--- Exercise data ---
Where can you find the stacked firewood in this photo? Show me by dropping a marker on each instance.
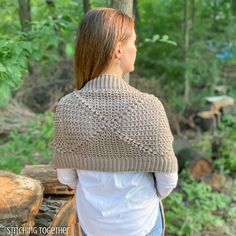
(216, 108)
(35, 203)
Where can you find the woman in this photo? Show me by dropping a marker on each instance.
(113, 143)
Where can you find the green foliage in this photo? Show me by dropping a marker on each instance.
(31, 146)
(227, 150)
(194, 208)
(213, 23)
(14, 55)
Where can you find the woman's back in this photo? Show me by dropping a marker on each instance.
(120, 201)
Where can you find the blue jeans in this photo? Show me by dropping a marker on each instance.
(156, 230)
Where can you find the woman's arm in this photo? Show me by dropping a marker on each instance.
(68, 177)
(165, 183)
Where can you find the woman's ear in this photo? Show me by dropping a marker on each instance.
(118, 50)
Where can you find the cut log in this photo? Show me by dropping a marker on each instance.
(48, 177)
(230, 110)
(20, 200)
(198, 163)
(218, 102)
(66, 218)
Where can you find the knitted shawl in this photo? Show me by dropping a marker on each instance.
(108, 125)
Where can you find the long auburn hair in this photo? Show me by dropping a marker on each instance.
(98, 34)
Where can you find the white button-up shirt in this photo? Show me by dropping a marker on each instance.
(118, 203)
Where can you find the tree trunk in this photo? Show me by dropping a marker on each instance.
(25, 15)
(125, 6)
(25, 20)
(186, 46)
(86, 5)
--
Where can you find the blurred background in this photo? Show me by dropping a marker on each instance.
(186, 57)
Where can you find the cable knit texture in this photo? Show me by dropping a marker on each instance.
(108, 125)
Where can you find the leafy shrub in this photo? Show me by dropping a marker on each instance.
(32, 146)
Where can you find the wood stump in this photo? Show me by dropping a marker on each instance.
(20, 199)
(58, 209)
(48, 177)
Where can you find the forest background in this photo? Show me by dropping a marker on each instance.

--- Work task ---
Give back exactly the lines of the listing above that run from the line with "Where can you find the leafy" to the line with "Where can you find the forest", inclusive.

--- Answer section ---
Where can you find the leafy shrub in this photo? Show me by dropping a marker on each instance.
(32, 146)
Where can you find the wood stump in this photo? Show me by dropping a marker on each instance.
(20, 199)
(58, 209)
(48, 177)
Where can you find the forest background in this photo? Show me by dropping a marker on each instance.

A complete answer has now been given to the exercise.